Text passage »
Monday, July 14, 2025

Life In Old Age



A professor in the welfare department of a university, in the Catholic Peace Weekly's Diagnosis of the Times column, gives the readers some thoughts on 'Life in Beautiful Old Age'.

As we age, we become increasingly familiar with more and more things. This is because our brain's memory creates a ‘cognitive schema’, a kind of interpretation framework based on the common characteristics of repetitive experiences. 

Of course, cognitive schemas can be modified at any time. However, most people do not readily change cognitive schemas once they are created. This is because modifying and forming new cognitive schemas requires time and effort. Cognitive schemas help us quickly understand situations and respond to them, but they also have a negative aspect, making us stubbornly act and become obsessed with stereotypes.

As familiar and repetitive things increase, new and novel things in life decrease. Familiarity provides comfort, but it also takes away the joy of life. Today is like yesterday, tomorrow is like today, and ordinary daily life speeds up. 

However, as the late Pope Francis said, “old age thirsting for wisdom, peaceful, devout, fruitful, and joyful old age" requires boldly cutting off this familiarity, which is a natural result of aging. Familiarity can bring us comfort and stability, but it can also hinder growth and wisdom.

In his book “The New Organon,” Francis Bacon presented three types of humans by comparing them to insects. First, ‘ant-type’ people who look at the ground, 'people' who are diligent and stick together well. Second, ‘spider-type’ people are ‘selfish people’ who do not work but build spider webs and wait for their prey to get caught and suck their blood. Lastly, ‘bee-type’ people are creative and make honey by transferring pollen. They are ‘altruistic people’ who share the honey they make with others and are essential to society. They seek out new flowers and collect honey; that is, people who reject familiarity and constantly grow and create.

(Stored data)

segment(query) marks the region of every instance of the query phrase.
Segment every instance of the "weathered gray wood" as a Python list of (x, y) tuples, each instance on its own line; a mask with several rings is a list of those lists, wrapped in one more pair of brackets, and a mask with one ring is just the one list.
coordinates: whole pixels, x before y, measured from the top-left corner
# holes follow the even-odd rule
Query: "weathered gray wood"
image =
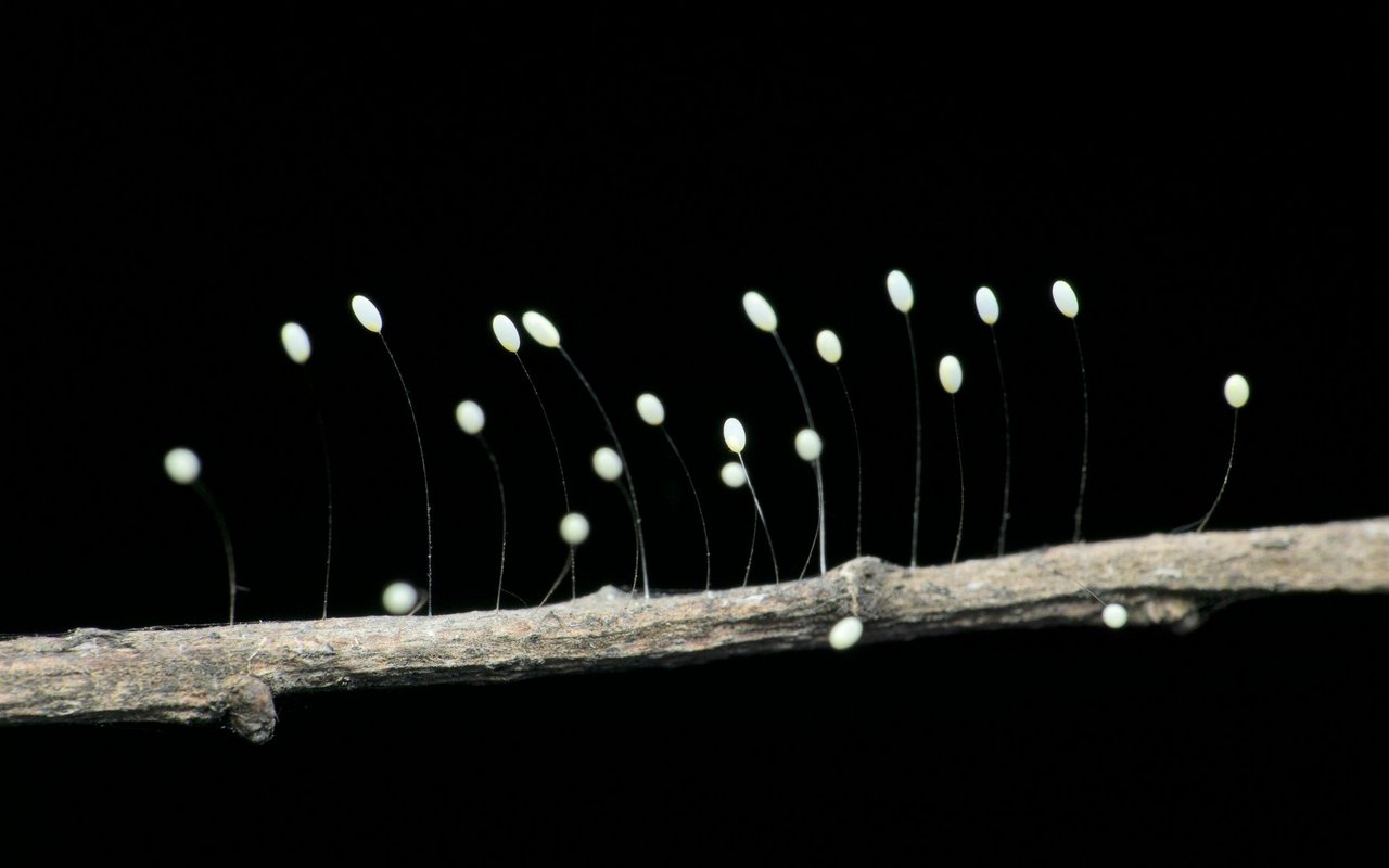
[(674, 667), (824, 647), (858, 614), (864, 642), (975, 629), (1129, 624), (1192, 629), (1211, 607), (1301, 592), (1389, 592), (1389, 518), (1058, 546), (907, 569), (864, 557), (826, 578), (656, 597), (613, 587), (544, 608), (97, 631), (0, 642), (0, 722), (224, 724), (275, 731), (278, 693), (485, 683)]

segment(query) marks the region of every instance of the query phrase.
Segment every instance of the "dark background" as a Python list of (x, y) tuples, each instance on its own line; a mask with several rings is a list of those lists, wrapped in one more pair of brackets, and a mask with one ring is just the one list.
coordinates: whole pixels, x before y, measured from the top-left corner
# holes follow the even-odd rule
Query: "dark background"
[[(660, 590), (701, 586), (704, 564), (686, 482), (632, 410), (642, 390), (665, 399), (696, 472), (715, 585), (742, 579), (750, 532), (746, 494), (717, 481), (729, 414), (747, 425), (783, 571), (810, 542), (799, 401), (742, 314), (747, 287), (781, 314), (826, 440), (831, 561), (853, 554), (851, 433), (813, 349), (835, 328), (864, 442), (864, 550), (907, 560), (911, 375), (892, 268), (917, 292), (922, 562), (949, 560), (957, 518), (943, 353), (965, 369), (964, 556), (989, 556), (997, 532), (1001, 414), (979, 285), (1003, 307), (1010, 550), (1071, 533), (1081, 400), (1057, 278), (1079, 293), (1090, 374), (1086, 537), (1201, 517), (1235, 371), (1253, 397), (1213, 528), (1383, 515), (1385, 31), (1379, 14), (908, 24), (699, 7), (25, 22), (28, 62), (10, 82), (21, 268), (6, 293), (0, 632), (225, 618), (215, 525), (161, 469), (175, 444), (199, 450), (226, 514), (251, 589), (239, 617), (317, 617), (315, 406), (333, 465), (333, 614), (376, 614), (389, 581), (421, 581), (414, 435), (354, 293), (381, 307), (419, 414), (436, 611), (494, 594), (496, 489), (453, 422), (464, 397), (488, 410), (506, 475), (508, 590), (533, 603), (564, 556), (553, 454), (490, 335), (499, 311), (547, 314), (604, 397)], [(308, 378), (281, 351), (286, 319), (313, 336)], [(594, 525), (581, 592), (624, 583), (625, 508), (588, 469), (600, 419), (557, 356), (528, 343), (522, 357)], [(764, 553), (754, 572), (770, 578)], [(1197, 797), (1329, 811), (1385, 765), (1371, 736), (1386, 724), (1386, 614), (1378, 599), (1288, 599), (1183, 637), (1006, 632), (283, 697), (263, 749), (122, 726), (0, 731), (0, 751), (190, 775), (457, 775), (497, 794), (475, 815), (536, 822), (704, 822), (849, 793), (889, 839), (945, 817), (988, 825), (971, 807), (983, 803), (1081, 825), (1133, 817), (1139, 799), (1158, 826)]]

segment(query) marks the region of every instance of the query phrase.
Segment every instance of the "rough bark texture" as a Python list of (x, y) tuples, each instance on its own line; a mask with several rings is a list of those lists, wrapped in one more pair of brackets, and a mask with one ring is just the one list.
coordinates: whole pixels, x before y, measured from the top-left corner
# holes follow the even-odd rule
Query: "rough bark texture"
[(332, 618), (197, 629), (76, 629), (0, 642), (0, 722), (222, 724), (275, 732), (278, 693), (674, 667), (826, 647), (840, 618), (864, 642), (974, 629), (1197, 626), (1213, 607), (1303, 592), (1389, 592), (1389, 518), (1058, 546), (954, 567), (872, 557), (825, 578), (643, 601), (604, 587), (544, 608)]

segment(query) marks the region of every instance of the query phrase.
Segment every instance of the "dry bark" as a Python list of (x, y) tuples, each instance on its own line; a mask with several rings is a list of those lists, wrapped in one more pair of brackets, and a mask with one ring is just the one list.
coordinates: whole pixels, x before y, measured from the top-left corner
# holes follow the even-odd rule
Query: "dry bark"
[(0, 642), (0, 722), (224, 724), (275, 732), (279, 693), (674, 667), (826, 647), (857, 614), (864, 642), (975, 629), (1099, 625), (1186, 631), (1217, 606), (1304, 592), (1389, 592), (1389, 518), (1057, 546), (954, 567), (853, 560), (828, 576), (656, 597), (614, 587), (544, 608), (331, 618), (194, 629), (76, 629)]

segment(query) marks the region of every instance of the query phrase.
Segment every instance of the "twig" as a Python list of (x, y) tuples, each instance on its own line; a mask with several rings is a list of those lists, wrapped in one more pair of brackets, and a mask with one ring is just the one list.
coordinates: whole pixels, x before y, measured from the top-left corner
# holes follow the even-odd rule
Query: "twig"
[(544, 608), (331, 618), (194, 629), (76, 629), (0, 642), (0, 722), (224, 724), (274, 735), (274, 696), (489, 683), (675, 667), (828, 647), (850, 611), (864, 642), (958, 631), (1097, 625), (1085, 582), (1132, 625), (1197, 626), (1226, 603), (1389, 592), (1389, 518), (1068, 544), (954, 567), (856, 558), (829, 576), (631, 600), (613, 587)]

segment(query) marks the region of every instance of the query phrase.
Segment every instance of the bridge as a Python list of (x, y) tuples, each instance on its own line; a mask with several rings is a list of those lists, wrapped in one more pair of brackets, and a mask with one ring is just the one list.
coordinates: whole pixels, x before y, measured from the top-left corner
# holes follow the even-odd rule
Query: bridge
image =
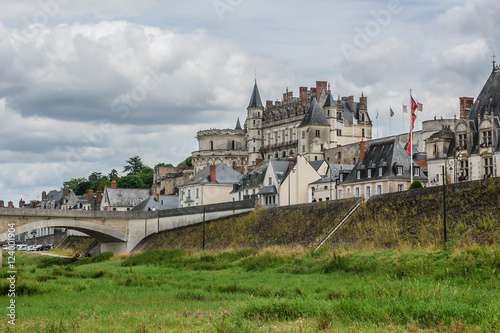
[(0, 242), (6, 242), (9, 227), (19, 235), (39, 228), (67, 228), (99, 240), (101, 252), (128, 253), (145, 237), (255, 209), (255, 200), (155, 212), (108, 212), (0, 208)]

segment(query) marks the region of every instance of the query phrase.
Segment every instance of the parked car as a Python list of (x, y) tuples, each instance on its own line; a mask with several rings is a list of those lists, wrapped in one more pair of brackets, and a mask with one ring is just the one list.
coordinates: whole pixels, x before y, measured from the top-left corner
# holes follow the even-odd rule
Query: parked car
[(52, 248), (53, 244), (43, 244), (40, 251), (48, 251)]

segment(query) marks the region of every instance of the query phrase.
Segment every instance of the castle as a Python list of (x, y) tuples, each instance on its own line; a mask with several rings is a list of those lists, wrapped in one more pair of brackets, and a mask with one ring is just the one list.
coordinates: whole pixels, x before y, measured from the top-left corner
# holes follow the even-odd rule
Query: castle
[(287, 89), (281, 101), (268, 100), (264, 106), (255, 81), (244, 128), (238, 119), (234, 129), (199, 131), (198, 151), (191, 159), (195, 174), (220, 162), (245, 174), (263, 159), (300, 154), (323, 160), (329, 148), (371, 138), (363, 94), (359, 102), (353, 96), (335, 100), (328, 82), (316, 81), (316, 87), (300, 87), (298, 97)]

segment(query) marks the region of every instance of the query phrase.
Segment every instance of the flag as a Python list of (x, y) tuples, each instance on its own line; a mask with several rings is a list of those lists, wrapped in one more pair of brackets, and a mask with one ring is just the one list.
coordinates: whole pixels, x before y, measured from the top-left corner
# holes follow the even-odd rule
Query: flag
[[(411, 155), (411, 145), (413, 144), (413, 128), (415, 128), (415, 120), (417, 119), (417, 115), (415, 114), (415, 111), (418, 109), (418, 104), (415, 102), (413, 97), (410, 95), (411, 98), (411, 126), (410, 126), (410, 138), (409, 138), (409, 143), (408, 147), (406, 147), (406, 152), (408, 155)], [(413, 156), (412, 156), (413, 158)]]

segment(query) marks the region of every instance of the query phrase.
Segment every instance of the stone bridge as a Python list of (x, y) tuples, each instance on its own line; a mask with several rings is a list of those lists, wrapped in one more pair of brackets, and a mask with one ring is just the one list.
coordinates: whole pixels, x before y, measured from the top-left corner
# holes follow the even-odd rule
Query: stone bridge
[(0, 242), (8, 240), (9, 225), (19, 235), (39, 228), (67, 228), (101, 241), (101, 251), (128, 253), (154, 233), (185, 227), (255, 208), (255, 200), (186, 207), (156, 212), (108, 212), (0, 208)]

What you will do »
(a) Answer these questions using the passage on old age.
(i) According to the passage, what is a cognitive schema based on?
(ii) What does familiarity take away, according to the passage?
(iii) In which book did Francis Bacon present three types of humans?
(b) Pick up the passage on old age after its last sentence, the one describing bee-type people, and carry it forward.

Your written answers »
(a)
(i) The common characteristics of repetitive experiences.
(ii) The joy of life.
(iii) "The New Organon."

(b)
Breaking away from familiarity means living a life of learning without rest. It is a life of using experience as material, but rather than simply repeating the same thing, creating and growing anew with the insights gained from the experience. And isn’t a life of sharing the results obtained through that challenge and growth with others, and giving back to society, a creative, altruistic, and beautiful old age like the life of a bee?

Do you want to live your old age as a time of decline and endless waiting, immersed in familiarity? Or do you want to live a life of creation and wisdom, where you break away from familiarity and use the wisdom you have gained as ingredients to create sweet honey, and share that honey with the next generation and society?

If in your youth you had to inevitably become accustomed to familiarity for social success, your family’s livelihood, and your children’s education, shouldn’t you break away from familiarity in your old age, free from all of that, and return to a beautiful and wise form that most resembles yourself, the original self that God created? Isn’t this the beautiful old age that God wants for us?